# What you are asked to do
Transcribe exactly the portion of the listing below that runs from the line containing "Drop one point on every instance of the boat antenna" through its last line.

-- Record extracts follows --

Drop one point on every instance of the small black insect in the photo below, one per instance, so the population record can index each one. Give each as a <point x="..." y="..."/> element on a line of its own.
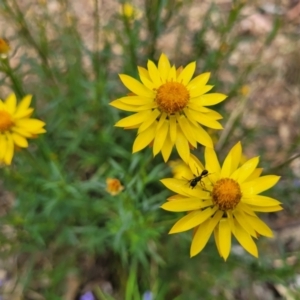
<point x="193" y="182"/>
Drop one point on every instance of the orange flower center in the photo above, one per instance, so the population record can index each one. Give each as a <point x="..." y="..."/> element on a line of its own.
<point x="226" y="194"/>
<point x="6" y="121"/>
<point x="172" y="97"/>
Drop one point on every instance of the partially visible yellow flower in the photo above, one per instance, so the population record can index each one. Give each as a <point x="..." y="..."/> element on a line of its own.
<point x="4" y="47"/>
<point x="170" y="108"/>
<point x="128" y="10"/>
<point x="16" y="126"/>
<point x="180" y="169"/>
<point x="224" y="202"/>
<point x="114" y="186"/>
<point x="245" y="90"/>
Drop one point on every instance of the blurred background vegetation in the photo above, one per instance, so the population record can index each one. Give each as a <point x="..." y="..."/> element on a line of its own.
<point x="62" y="235"/>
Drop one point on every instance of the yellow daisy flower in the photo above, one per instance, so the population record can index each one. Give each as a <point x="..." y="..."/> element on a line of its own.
<point x="16" y="126"/>
<point x="224" y="201"/>
<point x="4" y="46"/>
<point x="170" y="108"/>
<point x="114" y="186"/>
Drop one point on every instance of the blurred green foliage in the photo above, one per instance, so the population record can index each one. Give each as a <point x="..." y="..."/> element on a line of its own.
<point x="63" y="221"/>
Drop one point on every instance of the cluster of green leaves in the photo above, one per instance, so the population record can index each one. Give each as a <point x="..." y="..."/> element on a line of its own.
<point x="62" y="214"/>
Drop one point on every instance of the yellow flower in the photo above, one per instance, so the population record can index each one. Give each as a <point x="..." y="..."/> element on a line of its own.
<point x="16" y="126"/>
<point x="4" y="47"/>
<point x="224" y="202"/>
<point x="128" y="10"/>
<point x="170" y="108"/>
<point x="114" y="186"/>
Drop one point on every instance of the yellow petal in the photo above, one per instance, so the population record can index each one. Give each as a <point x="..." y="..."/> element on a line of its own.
<point x="211" y="99"/>
<point x="258" y="200"/>
<point x="19" y="140"/>
<point x="3" y="146"/>
<point x="245" y="239"/>
<point x="211" y="162"/>
<point x="163" y="67"/>
<point x="135" y="100"/>
<point x="266" y="208"/>
<point x="25" y="113"/>
<point x="133" y="120"/>
<point x="187" y="130"/>
<point x="259" y="226"/>
<point x="24" y="104"/>
<point x="195" y="165"/>
<point x="196" y="85"/>
<point x="136" y="87"/>
<point x="224" y="238"/>
<point x="172" y="74"/>
<point x="173" y="128"/>
<point x="258" y="185"/>
<point x="246" y="208"/>
<point x="186" y="204"/>
<point x="232" y="160"/>
<point x="242" y="220"/>
<point x="160" y="138"/>
<point x="30" y="125"/>
<point x="167" y="148"/>
<point x="143" y="72"/>
<point x="181" y="187"/>
<point x="204" y="232"/>
<point x="246" y="170"/>
<point x="144" y="138"/>
<point x="134" y="108"/>
<point x="150" y="120"/>
<point x="212" y="114"/>
<point x="22" y="132"/>
<point x="9" y="153"/>
<point x="202" y="137"/>
<point x="162" y="120"/>
<point x="10" y="103"/>
<point x="187" y="73"/>
<point x="145" y="79"/>
<point x="256" y="173"/>
<point x="154" y="74"/>
<point x="204" y="120"/>
<point x="182" y="146"/>
<point x="191" y="220"/>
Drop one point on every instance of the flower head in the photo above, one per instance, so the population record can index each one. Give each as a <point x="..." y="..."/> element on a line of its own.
<point x="223" y="202"/>
<point x="114" y="186"/>
<point x="16" y="126"/>
<point x="170" y="108"/>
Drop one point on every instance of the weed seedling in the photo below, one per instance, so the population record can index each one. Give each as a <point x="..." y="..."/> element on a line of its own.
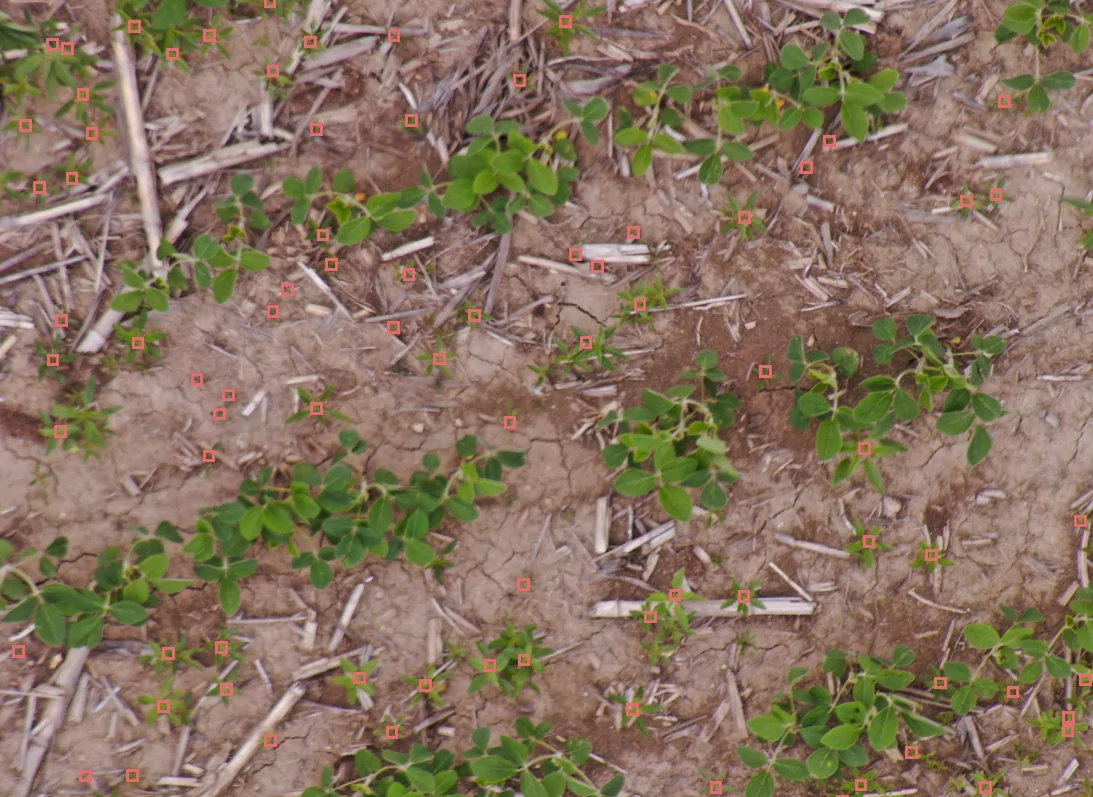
<point x="670" y="443"/>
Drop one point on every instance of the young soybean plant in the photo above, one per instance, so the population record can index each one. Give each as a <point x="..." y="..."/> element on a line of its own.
<point x="670" y="443"/>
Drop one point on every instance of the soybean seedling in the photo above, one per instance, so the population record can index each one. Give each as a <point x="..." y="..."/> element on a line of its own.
<point x="671" y="443"/>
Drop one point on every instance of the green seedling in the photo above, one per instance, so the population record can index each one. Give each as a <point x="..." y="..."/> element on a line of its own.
<point x="526" y="762"/>
<point x="578" y="12"/>
<point x="355" y="680"/>
<point x="586" y="353"/>
<point x="665" y="621"/>
<point x="318" y="408"/>
<point x="866" y="544"/>
<point x="78" y="426"/>
<point x="671" y="443"/>
<point x="344" y="514"/>
<point x="1042" y="24"/>
<point x="857" y="435"/>
<point x="1085" y="243"/>
<point x="122" y="589"/>
<point x="508" y="663"/>
<point x="744" y="220"/>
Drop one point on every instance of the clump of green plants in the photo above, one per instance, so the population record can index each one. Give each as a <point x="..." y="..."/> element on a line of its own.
<point x="341" y="513"/>
<point x="525" y="761"/>
<point x="78" y="426"/>
<point x="856" y="435"/>
<point x="124" y="587"/>
<point x="671" y="443"/>
<point x="1043" y="23"/>
<point x="586" y="353"/>
<point x="508" y="663"/>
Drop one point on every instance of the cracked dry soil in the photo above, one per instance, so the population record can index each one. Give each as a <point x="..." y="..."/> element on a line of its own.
<point x="1041" y="460"/>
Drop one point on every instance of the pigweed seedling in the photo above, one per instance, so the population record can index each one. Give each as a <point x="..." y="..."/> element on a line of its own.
<point x="1042" y="23"/>
<point x="85" y="428"/>
<point x="587" y="353"/>
<point x="578" y="12"/>
<point x="670" y="443"/>
<point x="508" y="663"/>
<point x="359" y="691"/>
<point x="322" y="414"/>
<point x="744" y="220"/>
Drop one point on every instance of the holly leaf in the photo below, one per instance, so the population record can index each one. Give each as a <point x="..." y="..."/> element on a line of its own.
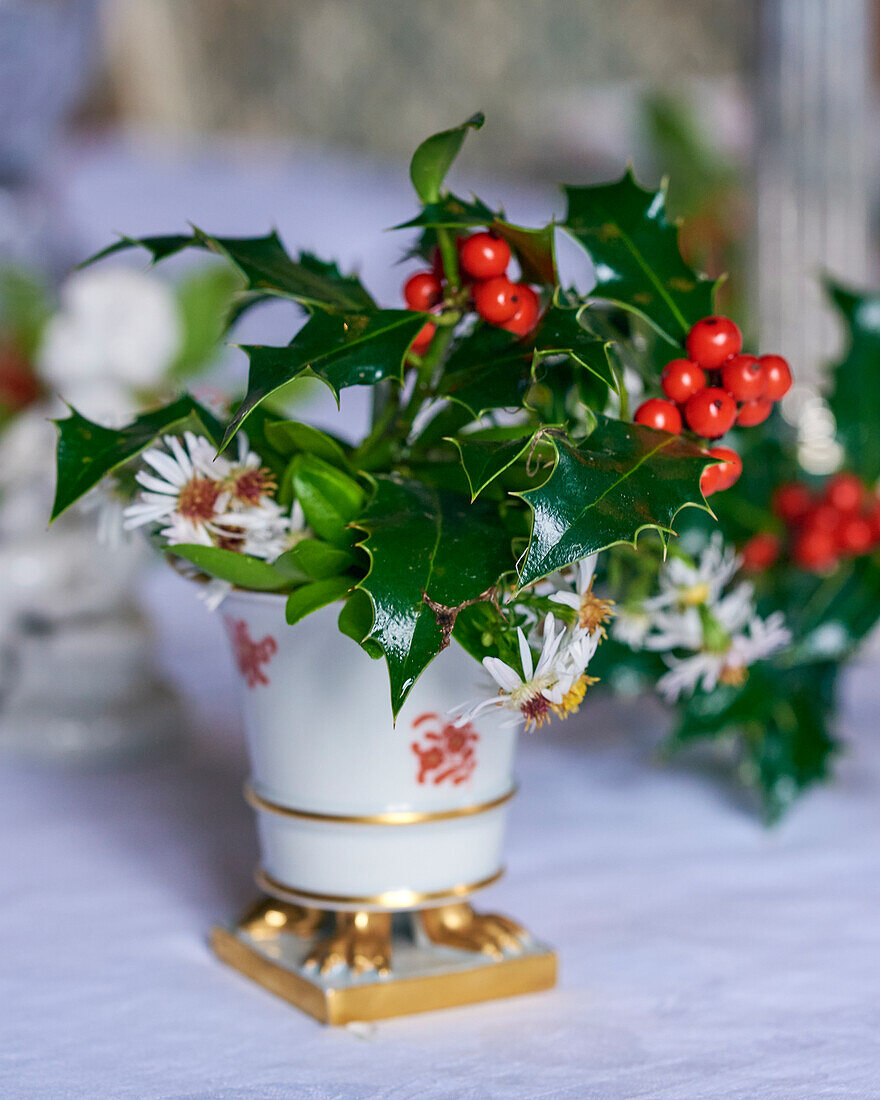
<point x="433" y="157"/>
<point x="238" y="569"/>
<point x="635" y="253"/>
<point x="491" y="369"/>
<point x="422" y="541"/>
<point x="486" y="460"/>
<point x="338" y="349"/>
<point x="782" y="718"/>
<point x="535" y="248"/>
<point x="561" y="332"/>
<point x="620" y="480"/>
<point x="311" y="597"/>
<point x="294" y="437"/>
<point x="204" y="301"/>
<point x="88" y="451"/>
<point x="855" y="395"/>
<point x="266" y="266"/>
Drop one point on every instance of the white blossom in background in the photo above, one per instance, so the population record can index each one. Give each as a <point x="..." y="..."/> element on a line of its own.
<point x="630" y="625"/>
<point x="706" y="636"/>
<point x="114" y="336"/>
<point x="684" y="584"/>
<point x="531" y="691"/>
<point x="212" y="501"/>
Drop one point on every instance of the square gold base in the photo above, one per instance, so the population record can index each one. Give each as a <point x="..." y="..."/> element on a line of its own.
<point x="436" y="978"/>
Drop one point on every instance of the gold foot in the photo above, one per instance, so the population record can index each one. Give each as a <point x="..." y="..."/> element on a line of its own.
<point x="268" y="916"/>
<point x="461" y="927"/>
<point x="360" y="941"/>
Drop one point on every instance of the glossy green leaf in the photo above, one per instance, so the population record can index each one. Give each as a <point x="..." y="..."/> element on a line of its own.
<point x="293" y="437"/>
<point x="783" y="718"/>
<point x="562" y="332"/>
<point x="238" y="569"/>
<point x="619" y="481"/>
<point x="338" y="349"/>
<point x="433" y="158"/>
<point x="88" y="451"/>
<point x="204" y="300"/>
<point x="635" y="253"/>
<point x="535" y="249"/>
<point x="488" y="370"/>
<point x="422" y="540"/>
<point x="316" y="560"/>
<point x="311" y="597"/>
<point x="485" y="460"/>
<point x="855" y="394"/>
<point x="266" y="266"/>
<point x="329" y="498"/>
<point x="355" y="622"/>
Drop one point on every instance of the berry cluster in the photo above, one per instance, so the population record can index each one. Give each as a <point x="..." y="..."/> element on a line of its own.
<point x="714" y="388"/>
<point x="839" y="520"/>
<point x="483" y="260"/>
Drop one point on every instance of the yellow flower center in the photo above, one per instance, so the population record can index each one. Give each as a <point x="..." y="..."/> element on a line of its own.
<point x="734" y="675"/>
<point x="573" y="697"/>
<point x="197" y="498"/>
<point x="695" y="595"/>
<point x="594" y="612"/>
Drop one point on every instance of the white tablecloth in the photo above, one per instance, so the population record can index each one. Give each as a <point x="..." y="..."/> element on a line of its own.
<point x="701" y="955"/>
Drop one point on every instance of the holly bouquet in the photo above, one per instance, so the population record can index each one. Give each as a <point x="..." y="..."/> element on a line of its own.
<point x="502" y="458"/>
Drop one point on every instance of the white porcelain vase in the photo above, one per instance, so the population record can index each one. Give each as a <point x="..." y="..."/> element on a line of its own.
<point x="356" y="812"/>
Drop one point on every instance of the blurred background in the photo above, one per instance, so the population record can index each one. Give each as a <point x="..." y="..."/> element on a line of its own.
<point x="140" y="116"/>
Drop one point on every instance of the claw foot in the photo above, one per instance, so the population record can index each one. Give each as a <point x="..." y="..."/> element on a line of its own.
<point x="362" y="942"/>
<point x="461" y="927"/>
<point x="267" y="916"/>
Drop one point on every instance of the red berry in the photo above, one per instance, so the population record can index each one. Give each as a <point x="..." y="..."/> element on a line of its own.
<point x="743" y="377"/>
<point x="760" y="552"/>
<point x="822" y="517"/>
<point x="728" y="472"/>
<point x="712" y="341"/>
<point x="711" y="413"/>
<point x="681" y="378"/>
<point x="855" y="535"/>
<point x="815" y="550"/>
<point x="484" y="255"/>
<point x="422" y="290"/>
<point x="660" y="415"/>
<point x="424" y="337"/>
<point x="845" y="492"/>
<point x="754" y="413"/>
<point x="526" y="315"/>
<point x="777" y="376"/>
<point x="19" y="385"/>
<point x="792" y="502"/>
<point x="496" y="299"/>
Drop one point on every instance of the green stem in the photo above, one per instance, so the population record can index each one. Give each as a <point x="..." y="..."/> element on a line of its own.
<point x="425" y="376"/>
<point x="449" y="254"/>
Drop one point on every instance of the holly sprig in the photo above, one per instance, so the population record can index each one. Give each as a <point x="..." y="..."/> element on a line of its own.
<point x="436" y="509"/>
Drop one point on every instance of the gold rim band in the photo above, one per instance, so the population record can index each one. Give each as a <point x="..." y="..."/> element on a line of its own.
<point x="391" y="899"/>
<point x="394" y="817"/>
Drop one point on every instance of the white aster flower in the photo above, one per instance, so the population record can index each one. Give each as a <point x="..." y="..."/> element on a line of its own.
<point x="556" y="685"/>
<point x="706" y="669"/>
<point x="592" y="612"/>
<point x="211" y="501"/>
<point x="683" y="584"/>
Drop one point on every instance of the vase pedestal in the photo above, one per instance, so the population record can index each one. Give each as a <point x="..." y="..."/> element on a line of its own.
<point x="422" y="976"/>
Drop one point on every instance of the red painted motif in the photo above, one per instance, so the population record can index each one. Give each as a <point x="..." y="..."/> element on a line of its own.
<point x="446" y="752"/>
<point x="251" y="656"/>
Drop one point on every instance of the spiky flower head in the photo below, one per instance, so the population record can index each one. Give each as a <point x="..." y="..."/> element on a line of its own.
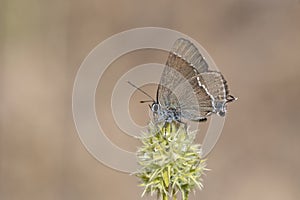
<point x="170" y="162"/>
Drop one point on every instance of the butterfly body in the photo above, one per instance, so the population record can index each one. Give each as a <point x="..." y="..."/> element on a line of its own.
<point x="165" y="113"/>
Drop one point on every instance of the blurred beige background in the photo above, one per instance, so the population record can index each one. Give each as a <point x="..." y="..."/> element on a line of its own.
<point x="255" y="43"/>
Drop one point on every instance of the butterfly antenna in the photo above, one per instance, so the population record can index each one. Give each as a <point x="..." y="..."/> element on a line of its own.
<point x="152" y="100"/>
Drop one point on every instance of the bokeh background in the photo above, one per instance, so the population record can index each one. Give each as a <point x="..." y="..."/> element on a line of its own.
<point x="255" y="43"/>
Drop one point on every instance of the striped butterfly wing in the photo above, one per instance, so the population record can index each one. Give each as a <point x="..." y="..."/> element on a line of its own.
<point x="179" y="86"/>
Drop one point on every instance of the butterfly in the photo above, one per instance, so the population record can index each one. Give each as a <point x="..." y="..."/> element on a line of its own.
<point x="188" y="89"/>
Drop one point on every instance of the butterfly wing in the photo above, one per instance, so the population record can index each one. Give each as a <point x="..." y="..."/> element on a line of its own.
<point x="183" y="63"/>
<point x="218" y="88"/>
<point x="179" y="86"/>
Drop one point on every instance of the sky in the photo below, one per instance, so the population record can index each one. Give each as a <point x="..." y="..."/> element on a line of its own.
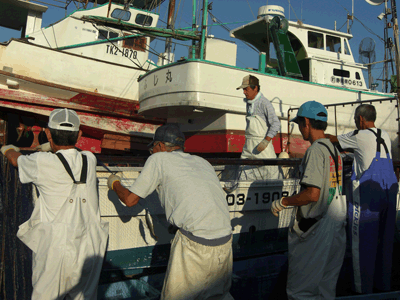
<point x="322" y="13"/>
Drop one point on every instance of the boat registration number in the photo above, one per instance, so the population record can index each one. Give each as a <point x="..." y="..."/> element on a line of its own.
<point x="122" y="52"/>
<point x="257" y="198"/>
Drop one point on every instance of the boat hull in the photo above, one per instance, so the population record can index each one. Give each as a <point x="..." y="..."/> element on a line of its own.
<point x="202" y="97"/>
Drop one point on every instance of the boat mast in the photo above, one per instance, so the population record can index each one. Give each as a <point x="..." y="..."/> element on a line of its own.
<point x="204" y="28"/>
<point x="396" y="43"/>
<point x="170" y="25"/>
<point x="194" y="29"/>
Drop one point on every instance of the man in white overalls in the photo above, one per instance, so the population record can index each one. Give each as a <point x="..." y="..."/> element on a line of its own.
<point x="65" y="233"/>
<point x="262" y="125"/>
<point x="317" y="237"/>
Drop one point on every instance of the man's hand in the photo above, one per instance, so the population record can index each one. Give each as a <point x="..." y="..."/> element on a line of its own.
<point x="277" y="206"/>
<point x="5" y="148"/>
<point x="44" y="147"/>
<point x="261" y="146"/>
<point x="113" y="178"/>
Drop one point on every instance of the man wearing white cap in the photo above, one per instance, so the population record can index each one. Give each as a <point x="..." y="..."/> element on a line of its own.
<point x="262" y="125"/>
<point x="65" y="232"/>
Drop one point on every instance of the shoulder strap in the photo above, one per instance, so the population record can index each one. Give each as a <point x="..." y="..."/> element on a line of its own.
<point x="335" y="159"/>
<point x="69" y="171"/>
<point x="380" y="141"/>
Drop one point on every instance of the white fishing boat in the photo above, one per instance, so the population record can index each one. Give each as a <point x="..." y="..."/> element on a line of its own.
<point x="311" y="63"/>
<point x="79" y="63"/>
<point x="200" y="94"/>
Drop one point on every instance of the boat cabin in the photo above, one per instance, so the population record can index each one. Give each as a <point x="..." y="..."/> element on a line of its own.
<point x="307" y="52"/>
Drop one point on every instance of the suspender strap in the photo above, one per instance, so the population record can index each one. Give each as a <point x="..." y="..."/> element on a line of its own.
<point x="68" y="169"/>
<point x="335" y="159"/>
<point x="380" y="141"/>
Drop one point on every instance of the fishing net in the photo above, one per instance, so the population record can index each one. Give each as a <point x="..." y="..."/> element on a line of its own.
<point x="15" y="258"/>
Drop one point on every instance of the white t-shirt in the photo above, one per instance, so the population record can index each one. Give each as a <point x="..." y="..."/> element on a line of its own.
<point x="46" y="171"/>
<point x="189" y="191"/>
<point x="363" y="142"/>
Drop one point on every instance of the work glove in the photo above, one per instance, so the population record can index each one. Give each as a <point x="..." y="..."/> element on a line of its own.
<point x="277" y="206"/>
<point x="5" y="148"/>
<point x="261" y="146"/>
<point x="113" y="178"/>
<point x="44" y="147"/>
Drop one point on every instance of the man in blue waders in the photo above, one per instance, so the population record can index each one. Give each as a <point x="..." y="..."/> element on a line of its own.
<point x="372" y="203"/>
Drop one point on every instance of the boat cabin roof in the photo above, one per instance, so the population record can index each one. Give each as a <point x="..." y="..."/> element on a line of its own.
<point x="14" y="13"/>
<point x="142" y="4"/>
<point x="316" y="41"/>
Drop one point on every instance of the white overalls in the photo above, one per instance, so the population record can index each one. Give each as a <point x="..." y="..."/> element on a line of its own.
<point x="316" y="255"/>
<point x="256" y="129"/>
<point x="68" y="250"/>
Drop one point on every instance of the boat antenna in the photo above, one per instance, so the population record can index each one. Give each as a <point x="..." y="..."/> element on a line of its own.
<point x="350" y="17"/>
<point x="170" y="25"/>
<point x="396" y="43"/>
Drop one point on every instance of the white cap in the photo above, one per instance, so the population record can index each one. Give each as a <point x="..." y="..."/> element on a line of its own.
<point x="64" y="119"/>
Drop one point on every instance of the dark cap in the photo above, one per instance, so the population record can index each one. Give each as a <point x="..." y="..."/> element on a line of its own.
<point x="247" y="81"/>
<point x="312" y="110"/>
<point x="169" y="133"/>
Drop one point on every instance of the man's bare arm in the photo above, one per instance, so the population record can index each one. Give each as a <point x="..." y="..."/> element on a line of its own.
<point x="130" y="199"/>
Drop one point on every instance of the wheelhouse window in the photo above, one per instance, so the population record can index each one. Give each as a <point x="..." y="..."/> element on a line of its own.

-- Record extracts concluded --

# Solution for this problem
Drop one point on every instance of the boat antenna in the photo above, one per instance, so the population record can index each one. Give each as a <point x="..." y="..."/> element on a line of its own.
<point x="350" y="17"/>
<point x="170" y="25"/>
<point x="396" y="43"/>
Drop one point on every instance of the white cap in the photo above, one per instance, so the population record can index each one. Give each as a <point x="..." y="..."/> element on a line of its own.
<point x="64" y="119"/>
Drop one point on every instance of the dark cap in the photo above, one per instance, so the population record can index each one. Give each as a <point x="..." y="..."/> element on a line of its own.
<point x="247" y="81"/>
<point x="312" y="110"/>
<point x="169" y="133"/>
Drop one point on every instance of the man's bare arm in the photo above, one per instance, so the population record can index each one. Give each as a <point x="..." y="..."/> element on a line of its own.
<point x="130" y="199"/>
Drop one point on every instance of the wheelhouse window in the photo above, one per instance, so the population record can index each one. Give each as a <point x="..." y="..."/> element on a line of its own.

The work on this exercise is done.